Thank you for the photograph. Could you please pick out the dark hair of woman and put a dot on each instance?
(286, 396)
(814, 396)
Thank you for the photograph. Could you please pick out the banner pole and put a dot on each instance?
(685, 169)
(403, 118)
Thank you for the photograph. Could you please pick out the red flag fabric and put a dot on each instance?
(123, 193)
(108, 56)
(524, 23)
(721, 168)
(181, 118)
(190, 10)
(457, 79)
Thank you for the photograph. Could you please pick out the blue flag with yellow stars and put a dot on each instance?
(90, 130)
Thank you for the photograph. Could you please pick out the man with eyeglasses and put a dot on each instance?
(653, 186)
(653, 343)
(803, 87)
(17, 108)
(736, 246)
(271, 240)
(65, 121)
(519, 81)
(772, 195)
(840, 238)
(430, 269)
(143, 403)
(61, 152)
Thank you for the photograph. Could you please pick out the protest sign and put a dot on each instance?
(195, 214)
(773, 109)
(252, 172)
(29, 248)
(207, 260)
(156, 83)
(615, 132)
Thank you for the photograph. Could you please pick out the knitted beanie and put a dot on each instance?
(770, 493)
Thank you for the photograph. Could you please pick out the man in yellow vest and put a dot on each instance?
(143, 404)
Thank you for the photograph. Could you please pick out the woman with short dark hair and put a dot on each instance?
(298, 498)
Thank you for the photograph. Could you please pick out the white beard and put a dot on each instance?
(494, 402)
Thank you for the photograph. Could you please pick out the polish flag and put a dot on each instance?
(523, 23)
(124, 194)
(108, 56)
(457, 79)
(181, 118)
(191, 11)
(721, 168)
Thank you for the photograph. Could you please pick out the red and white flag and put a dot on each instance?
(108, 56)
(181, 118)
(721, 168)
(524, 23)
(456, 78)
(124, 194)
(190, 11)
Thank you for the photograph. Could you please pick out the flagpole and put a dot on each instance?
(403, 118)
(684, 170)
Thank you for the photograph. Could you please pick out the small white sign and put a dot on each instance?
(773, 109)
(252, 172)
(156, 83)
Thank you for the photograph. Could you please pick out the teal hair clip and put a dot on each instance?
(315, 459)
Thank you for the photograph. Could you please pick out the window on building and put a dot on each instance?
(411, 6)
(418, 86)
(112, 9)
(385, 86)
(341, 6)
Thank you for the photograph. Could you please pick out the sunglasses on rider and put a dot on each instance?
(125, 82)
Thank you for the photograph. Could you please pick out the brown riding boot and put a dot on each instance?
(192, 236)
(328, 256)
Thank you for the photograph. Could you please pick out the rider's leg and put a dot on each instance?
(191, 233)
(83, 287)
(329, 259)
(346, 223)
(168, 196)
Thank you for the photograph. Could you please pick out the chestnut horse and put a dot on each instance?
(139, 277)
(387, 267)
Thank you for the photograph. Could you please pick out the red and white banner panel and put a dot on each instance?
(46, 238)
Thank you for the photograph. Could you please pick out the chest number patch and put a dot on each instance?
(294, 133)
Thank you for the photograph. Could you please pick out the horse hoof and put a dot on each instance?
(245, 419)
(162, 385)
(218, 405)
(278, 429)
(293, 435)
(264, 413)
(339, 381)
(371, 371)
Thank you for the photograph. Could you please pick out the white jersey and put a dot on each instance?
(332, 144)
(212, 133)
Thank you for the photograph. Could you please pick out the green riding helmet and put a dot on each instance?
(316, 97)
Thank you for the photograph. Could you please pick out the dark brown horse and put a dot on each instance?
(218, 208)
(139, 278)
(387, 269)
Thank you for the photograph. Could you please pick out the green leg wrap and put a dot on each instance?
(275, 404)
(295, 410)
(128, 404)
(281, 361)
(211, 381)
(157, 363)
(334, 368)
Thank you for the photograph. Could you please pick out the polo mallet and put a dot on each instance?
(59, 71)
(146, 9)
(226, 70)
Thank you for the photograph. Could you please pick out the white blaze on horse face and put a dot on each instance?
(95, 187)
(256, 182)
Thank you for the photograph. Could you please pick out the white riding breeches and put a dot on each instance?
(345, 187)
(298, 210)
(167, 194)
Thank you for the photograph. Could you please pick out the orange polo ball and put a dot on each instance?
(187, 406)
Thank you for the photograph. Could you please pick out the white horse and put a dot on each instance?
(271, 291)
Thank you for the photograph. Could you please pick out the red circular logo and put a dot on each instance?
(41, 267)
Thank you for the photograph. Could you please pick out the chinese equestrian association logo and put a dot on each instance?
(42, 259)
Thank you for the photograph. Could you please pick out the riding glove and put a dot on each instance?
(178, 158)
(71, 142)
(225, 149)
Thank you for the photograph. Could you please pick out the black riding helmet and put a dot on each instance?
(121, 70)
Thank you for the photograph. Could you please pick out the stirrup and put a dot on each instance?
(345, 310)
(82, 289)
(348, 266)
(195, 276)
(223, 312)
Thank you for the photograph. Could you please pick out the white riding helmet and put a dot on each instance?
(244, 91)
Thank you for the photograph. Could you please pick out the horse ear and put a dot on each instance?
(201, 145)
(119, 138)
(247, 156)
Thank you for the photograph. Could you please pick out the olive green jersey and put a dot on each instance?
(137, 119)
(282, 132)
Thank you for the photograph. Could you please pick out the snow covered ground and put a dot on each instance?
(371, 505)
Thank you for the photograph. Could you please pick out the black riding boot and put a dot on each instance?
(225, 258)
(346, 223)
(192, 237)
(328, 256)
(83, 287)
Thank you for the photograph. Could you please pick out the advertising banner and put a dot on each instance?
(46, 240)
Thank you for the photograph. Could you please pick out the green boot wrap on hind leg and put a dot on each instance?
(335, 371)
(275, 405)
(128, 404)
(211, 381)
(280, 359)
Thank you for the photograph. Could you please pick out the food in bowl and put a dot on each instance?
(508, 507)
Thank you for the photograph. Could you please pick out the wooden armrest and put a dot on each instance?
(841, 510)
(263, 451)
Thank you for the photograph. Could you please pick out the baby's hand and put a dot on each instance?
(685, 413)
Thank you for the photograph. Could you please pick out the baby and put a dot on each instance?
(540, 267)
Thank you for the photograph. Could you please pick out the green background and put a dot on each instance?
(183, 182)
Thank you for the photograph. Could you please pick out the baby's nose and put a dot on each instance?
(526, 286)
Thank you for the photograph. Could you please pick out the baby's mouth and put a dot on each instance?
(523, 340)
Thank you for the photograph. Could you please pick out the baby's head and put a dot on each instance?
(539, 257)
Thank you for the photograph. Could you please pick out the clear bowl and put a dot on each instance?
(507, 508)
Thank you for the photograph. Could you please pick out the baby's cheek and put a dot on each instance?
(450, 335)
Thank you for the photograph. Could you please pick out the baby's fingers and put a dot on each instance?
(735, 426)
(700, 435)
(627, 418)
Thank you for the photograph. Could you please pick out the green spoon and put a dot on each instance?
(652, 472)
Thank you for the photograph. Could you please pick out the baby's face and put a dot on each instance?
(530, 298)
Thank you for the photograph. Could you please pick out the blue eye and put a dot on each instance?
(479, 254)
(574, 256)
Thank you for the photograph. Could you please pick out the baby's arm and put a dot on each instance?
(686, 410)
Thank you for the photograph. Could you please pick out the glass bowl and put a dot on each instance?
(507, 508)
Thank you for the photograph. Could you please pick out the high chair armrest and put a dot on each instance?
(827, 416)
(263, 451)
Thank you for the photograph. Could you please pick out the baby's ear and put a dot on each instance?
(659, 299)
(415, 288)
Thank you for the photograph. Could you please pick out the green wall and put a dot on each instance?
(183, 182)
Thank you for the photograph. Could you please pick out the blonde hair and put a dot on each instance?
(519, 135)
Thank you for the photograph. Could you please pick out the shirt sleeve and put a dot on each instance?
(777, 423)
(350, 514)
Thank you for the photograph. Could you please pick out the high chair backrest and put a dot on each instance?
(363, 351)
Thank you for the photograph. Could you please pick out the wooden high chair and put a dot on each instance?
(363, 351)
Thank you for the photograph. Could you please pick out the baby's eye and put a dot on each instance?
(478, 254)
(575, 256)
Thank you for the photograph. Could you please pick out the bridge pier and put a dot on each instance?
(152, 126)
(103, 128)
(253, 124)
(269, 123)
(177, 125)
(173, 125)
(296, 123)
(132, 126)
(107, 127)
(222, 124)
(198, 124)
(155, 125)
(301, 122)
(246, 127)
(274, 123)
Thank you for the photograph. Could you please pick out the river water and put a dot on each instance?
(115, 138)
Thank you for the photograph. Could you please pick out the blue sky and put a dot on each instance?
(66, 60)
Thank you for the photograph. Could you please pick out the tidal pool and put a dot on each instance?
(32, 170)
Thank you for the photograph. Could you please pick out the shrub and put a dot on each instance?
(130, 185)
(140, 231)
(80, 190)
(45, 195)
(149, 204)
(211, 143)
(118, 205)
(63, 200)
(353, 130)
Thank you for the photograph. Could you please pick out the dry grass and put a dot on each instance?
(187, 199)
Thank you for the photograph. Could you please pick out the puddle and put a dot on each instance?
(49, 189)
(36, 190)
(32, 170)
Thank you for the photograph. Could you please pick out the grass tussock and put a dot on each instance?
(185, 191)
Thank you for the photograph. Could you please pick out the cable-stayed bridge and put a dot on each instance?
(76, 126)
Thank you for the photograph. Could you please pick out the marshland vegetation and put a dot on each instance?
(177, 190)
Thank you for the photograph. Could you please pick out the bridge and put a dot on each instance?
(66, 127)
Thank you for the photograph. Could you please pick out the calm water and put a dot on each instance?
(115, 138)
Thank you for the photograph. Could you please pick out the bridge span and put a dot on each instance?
========================================================================
- The task:
Repeat word for word the records from the line that contains "vegetation and put a dot on each instance?" through the end of the records, both ends included.

- Exercise result:
Thank you for the photograph. Could you please pick out the marshland vegetation and put a dot on each instance?
(177, 190)
Thank you for the photograph. Could you please pick out the bridge and put a dot on each instance?
(66, 127)
Thank you for the photograph. Could you please pick out the calm water and put a dot on each instance?
(115, 138)
Thank you for the photograph. Could you please pick out the bridge span and put a dot on each instance?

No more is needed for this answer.